╔══

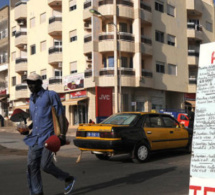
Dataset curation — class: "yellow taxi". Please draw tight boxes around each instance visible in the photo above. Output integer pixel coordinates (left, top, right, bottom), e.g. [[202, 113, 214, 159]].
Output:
[[74, 112, 192, 162]]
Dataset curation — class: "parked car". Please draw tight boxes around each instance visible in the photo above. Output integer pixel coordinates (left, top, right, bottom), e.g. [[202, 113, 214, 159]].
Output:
[[74, 112, 192, 162]]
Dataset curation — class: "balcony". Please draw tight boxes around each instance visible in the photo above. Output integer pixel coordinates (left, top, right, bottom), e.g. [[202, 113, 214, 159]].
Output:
[[15, 31, 27, 48], [99, 32, 135, 53], [98, 0, 134, 19], [187, 22, 203, 40], [15, 58, 28, 73], [142, 69, 153, 78], [14, 0, 27, 20], [15, 83, 28, 99], [99, 67, 135, 76], [0, 81, 8, 96], [186, 0, 203, 16], [48, 16, 62, 36], [49, 47, 62, 65], [84, 34, 93, 54], [141, 36, 152, 56], [48, 76, 64, 93], [187, 50, 199, 66], [83, 0, 92, 20], [84, 69, 93, 78], [48, 0, 62, 8], [139, 3, 152, 24]]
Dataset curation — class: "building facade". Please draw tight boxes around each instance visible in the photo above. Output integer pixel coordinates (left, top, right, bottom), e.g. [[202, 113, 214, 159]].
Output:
[[10, 0, 214, 127], [0, 6, 10, 117]]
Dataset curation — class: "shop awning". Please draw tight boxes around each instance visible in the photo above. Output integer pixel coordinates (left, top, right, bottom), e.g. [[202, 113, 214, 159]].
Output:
[[15, 104, 29, 109], [185, 100, 196, 107], [62, 97, 88, 106]]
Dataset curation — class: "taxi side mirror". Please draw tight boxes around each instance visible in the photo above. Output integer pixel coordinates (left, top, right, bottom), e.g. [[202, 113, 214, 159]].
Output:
[[180, 124, 185, 128]]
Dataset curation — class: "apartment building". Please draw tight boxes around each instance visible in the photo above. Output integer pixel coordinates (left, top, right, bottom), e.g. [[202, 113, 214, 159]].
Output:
[[0, 6, 9, 116], [10, 0, 214, 126]]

╚══

- EXERCISE DIRECTIONS: Give the stretch of items above from the very start through the line containing "97, 88, 106]]", both ends included, as a two-column CSV with the columns item_text and answer. Use one row per item, put each value in a single quoted field with line breaks turned into spaces, and leave the pictures out.

- EXERCISE ANSWER:
item_text,answer
"Dataset curation — class: ""yellow taxi"". Please draw tight boxes around each instance visible in the photo above. Output integer pixel coordinates (left, top, right, bottom), e.g. [[202, 113, 214, 159]]. Output:","[[74, 112, 192, 162]]"
"Dataset curation — class: ""parked car"". Please draw tight boxes around each instance visible in the photo above. Output integer pixel coordinates (left, top, right, bottom), e.g. [[202, 113, 214, 159]]. Output:","[[74, 112, 192, 162]]"
"Dataset curation — class: ""balcony"". Please draw tight boxes around each instance visible in the photo above. Output integer pixel coordinates (left, top, right, bottom), e.g. [[202, 113, 214, 159]]. Output:","[[15, 31, 27, 48], [99, 32, 135, 53], [98, 0, 134, 19], [187, 22, 203, 40], [15, 58, 28, 73], [142, 69, 153, 78], [14, 0, 27, 20], [15, 83, 28, 99], [99, 67, 135, 76], [0, 81, 8, 96], [186, 0, 203, 16], [48, 16, 62, 36], [49, 47, 62, 65], [84, 34, 93, 54], [141, 36, 152, 56], [48, 76, 64, 93], [187, 50, 199, 66], [83, 0, 92, 20], [84, 69, 93, 78], [48, 0, 62, 8], [139, 3, 152, 24]]"
"Dataset curation — class: ""building facade"". Please draw tight boxes around each instance visible in the photo above. Output integer pixel coordinates (left, top, right, bottom), e.g. [[202, 113, 214, 159]]. Output:","[[10, 0, 214, 127], [0, 6, 10, 117]]"
"Dataset curation — class: ""shop awning"". Please draw tight boxes around each instance visible in the photo above. Output integer pixel coordinates (left, top, right, bottom), e.g. [[202, 113, 214, 159]]. Output:","[[15, 104, 29, 109], [185, 100, 196, 107], [62, 97, 88, 106]]"